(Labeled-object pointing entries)
(begin)
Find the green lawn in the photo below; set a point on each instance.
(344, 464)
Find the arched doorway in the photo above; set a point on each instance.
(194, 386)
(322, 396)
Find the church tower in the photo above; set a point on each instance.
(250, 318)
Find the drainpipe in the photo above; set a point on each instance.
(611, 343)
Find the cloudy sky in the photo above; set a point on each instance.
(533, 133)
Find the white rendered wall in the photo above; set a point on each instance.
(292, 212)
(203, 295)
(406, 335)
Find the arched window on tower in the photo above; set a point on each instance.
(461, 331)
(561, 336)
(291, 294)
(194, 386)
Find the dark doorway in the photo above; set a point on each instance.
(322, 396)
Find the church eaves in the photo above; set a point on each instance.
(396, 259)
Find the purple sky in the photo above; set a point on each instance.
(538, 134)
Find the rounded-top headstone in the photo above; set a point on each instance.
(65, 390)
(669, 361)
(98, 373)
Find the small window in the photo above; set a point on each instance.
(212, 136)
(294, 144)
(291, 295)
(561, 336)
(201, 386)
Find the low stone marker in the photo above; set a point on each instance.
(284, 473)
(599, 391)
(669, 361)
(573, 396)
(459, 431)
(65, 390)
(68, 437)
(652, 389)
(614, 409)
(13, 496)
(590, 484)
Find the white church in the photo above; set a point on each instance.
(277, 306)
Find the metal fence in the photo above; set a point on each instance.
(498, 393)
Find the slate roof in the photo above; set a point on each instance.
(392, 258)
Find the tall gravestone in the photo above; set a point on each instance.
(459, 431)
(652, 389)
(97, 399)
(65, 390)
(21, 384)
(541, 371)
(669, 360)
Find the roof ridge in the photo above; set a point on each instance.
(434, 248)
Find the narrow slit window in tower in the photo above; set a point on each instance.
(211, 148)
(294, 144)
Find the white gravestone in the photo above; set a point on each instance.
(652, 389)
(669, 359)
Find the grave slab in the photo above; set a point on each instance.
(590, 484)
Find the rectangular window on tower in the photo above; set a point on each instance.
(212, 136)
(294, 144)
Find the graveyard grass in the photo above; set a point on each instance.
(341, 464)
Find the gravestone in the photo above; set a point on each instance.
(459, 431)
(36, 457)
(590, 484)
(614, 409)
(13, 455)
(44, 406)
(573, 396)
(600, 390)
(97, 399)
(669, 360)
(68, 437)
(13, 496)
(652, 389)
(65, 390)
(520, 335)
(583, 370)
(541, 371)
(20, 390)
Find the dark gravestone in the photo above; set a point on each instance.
(end)
# Written exercise
Reproduce the entire listing word for word.

# Answer for the task
Find the green lawn in the photo below; set a point on each instance.
(344, 464)
Find the arched doorway in the photo above; set a point on each instance.
(194, 386)
(322, 396)
Find the church tower in the photo above; set a point on each instance.
(250, 318)
Find the drainpipe in the photo above; set a point on each instance.
(611, 343)
Find the cloudy sky in the photo above; set a point on each instance.
(533, 133)
Find the white rendered wall in the photo above; set a point on each instance.
(292, 212)
(203, 295)
(406, 335)
Find the arched window on tower in the photo above; set a point on each instance.
(461, 331)
(561, 336)
(291, 294)
(194, 386)
Find the dark doorway in the photo above; set a point on each instance.
(322, 396)
Find the church eaves in the photo above; set a point on each instance.
(396, 259)
Find the purple sky in the photo above; set a point on each instance.
(538, 134)
Find the rounded-top headstone in the photo above; set a point on each instance.
(65, 390)
(669, 361)
(98, 373)
Find the small window in the photo above; set a point on each instance.
(212, 136)
(294, 144)
(291, 295)
(561, 336)
(201, 386)
Find the low stone marker in the photo above; set a point on each instance.
(284, 473)
(599, 391)
(669, 361)
(573, 396)
(459, 431)
(65, 390)
(68, 437)
(652, 389)
(614, 409)
(13, 496)
(590, 484)
Find the white church in the photo above; set a point on each instance.
(277, 306)
Find the metal fence in the photo above; set a point on each instance.
(498, 393)
Find the slate roof in the photo above; set a point on each instance.
(392, 258)
Find the tall gravestone in the photo above; set a point on each instance.
(459, 431)
(652, 389)
(97, 399)
(65, 390)
(21, 384)
(541, 371)
(669, 360)
Find the roof ridge in the photo above; set a point on each instance.
(434, 248)
Find the narrow slit window in tower in the photo above; set a point on each instance.
(211, 148)
(294, 144)
Find the white gravestone in the photo above; set a point on each instance.
(652, 389)
(669, 359)
Find the grave slab in the photo above; set a point on each instance.
(590, 484)
Find the rectangular window on tower in the photo above; set a point on each instance.
(212, 136)
(294, 144)
Find the graveyard grass in the photo above; set a point on each instance.
(341, 464)
Find the gravestone in the photo above; set a point on each instance.
(459, 431)
(36, 457)
(590, 484)
(614, 409)
(13, 455)
(44, 406)
(573, 396)
(600, 390)
(97, 399)
(669, 360)
(68, 437)
(13, 496)
(652, 389)
(65, 390)
(520, 335)
(583, 370)
(541, 371)
(20, 390)
Find the dark gravestone in the photo above; set a point on each instance.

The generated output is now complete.